=== Problem requirements ===
How many lines in the listing below contain the string "rock"? Case counts. Reply with the number only.

+ + + +

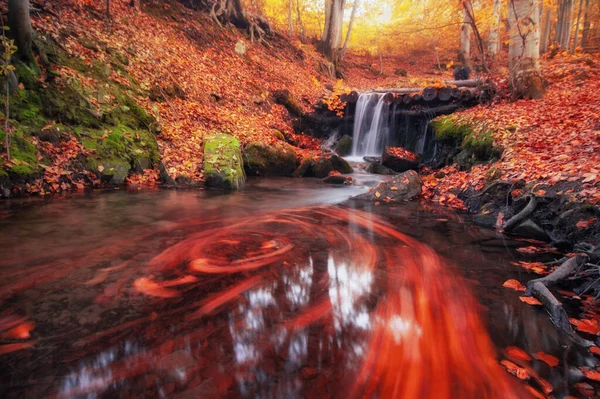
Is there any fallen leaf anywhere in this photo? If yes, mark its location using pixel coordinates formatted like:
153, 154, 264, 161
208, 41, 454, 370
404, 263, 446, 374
502, 279, 526, 291
579, 367, 600, 381
500, 360, 529, 380
533, 352, 559, 367
505, 346, 531, 361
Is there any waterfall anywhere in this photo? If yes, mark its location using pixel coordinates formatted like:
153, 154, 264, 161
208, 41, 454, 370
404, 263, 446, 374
351, 93, 437, 161
352, 93, 393, 157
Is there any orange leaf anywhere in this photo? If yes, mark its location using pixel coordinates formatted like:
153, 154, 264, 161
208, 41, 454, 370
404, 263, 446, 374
0, 341, 35, 355
505, 346, 531, 361
500, 360, 529, 380
1, 321, 35, 339
519, 296, 542, 305
579, 367, 600, 381
502, 279, 525, 291
533, 352, 559, 367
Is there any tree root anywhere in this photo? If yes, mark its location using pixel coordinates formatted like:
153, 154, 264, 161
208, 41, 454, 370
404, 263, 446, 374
502, 194, 537, 232
526, 255, 585, 332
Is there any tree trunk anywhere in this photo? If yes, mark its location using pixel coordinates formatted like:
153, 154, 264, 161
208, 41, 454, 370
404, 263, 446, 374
340, 0, 358, 61
321, 0, 332, 43
322, 0, 345, 65
571, 0, 583, 53
488, 0, 502, 56
296, 0, 304, 41
508, 0, 544, 98
8, 0, 35, 64
540, 10, 552, 53
458, 4, 473, 66
288, 0, 294, 37
556, 0, 573, 50
581, 0, 591, 49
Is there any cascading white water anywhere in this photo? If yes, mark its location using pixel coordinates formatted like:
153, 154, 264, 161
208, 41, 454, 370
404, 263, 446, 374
352, 93, 390, 157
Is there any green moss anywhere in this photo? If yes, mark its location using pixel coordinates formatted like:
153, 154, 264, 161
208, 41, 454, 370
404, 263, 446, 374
10, 90, 46, 127
14, 62, 40, 89
244, 142, 296, 176
40, 85, 100, 128
204, 134, 246, 190
0, 129, 40, 176
431, 116, 473, 144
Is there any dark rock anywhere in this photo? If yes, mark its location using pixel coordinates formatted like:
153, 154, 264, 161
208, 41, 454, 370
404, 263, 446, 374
354, 170, 423, 202
312, 156, 334, 179
244, 142, 298, 177
292, 156, 313, 177
381, 147, 419, 172
363, 157, 381, 163
204, 134, 246, 190
454, 150, 475, 171
101, 159, 131, 186
329, 154, 354, 174
323, 175, 354, 185
365, 163, 396, 175
510, 219, 550, 241
335, 135, 352, 157
79, 37, 100, 51
158, 162, 175, 186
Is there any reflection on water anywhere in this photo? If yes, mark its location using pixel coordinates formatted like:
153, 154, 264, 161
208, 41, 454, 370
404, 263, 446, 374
0, 180, 586, 398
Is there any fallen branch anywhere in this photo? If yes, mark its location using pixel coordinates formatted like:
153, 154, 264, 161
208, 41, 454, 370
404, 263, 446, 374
502, 194, 537, 232
525, 255, 585, 332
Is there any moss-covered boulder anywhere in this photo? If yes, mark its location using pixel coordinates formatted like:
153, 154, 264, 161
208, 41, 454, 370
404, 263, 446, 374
312, 154, 354, 178
98, 158, 131, 186
204, 134, 246, 190
335, 135, 352, 157
244, 142, 296, 176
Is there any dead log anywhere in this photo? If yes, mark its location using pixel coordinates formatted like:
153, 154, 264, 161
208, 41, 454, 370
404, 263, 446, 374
525, 255, 586, 332
438, 87, 452, 102
421, 86, 437, 102
395, 104, 461, 116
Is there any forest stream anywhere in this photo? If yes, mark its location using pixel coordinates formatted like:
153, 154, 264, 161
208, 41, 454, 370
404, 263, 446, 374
0, 175, 592, 398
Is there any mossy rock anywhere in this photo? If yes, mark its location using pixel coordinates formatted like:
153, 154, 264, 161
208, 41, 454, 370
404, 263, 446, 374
329, 154, 354, 174
204, 134, 246, 190
0, 129, 41, 177
40, 85, 101, 128
244, 142, 296, 176
98, 159, 131, 186
312, 157, 335, 179
335, 135, 352, 157
292, 155, 313, 177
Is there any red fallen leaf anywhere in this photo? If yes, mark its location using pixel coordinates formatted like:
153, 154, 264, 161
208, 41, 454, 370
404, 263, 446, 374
579, 367, 600, 381
500, 360, 529, 380
569, 319, 600, 335
575, 218, 596, 229
533, 352, 559, 367
519, 296, 542, 305
0, 321, 35, 339
133, 277, 178, 298
525, 385, 548, 399
0, 341, 35, 355
573, 382, 596, 398
590, 346, 600, 355
502, 279, 526, 291
505, 346, 531, 361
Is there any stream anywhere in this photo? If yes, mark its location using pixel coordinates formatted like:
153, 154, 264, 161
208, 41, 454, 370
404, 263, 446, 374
0, 174, 595, 399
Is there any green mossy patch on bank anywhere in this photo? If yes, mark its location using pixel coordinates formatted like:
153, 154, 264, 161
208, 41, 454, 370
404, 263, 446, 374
204, 134, 246, 190
431, 114, 503, 170
0, 36, 160, 194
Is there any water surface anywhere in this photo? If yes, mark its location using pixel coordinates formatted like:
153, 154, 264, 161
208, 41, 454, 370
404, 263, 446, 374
0, 180, 595, 398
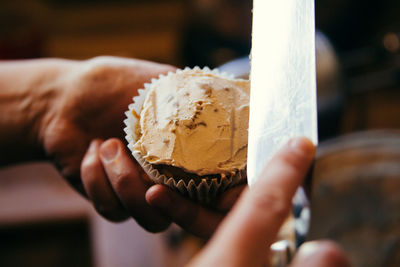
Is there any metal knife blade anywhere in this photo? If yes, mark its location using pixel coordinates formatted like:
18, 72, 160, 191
247, 0, 318, 186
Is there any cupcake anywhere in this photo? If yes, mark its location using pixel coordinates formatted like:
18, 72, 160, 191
125, 68, 250, 202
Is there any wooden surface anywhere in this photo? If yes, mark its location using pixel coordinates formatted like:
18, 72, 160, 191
308, 131, 400, 267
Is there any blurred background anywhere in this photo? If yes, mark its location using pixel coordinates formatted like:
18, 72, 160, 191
0, 0, 400, 266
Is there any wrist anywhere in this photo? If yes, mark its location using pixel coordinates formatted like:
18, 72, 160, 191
0, 59, 79, 163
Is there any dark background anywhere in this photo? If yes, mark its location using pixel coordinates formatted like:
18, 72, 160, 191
0, 0, 400, 267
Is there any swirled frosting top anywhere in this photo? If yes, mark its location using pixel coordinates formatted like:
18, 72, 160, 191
135, 69, 250, 176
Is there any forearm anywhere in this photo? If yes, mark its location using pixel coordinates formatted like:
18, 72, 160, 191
0, 59, 76, 164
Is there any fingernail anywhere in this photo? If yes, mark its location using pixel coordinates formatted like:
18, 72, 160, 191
100, 140, 119, 161
297, 242, 319, 259
88, 139, 99, 152
146, 185, 171, 209
289, 137, 315, 156
294, 241, 350, 267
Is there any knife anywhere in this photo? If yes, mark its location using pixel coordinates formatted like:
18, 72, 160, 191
247, 0, 318, 186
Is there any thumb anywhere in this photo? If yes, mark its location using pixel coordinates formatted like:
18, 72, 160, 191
290, 240, 350, 267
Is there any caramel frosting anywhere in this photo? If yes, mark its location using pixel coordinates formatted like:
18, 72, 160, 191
134, 69, 250, 176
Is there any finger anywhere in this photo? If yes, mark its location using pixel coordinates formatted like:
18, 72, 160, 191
290, 241, 350, 267
189, 138, 315, 266
146, 185, 224, 239
81, 139, 129, 221
100, 138, 170, 232
216, 184, 247, 213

+ + + +

=== Final result ===
2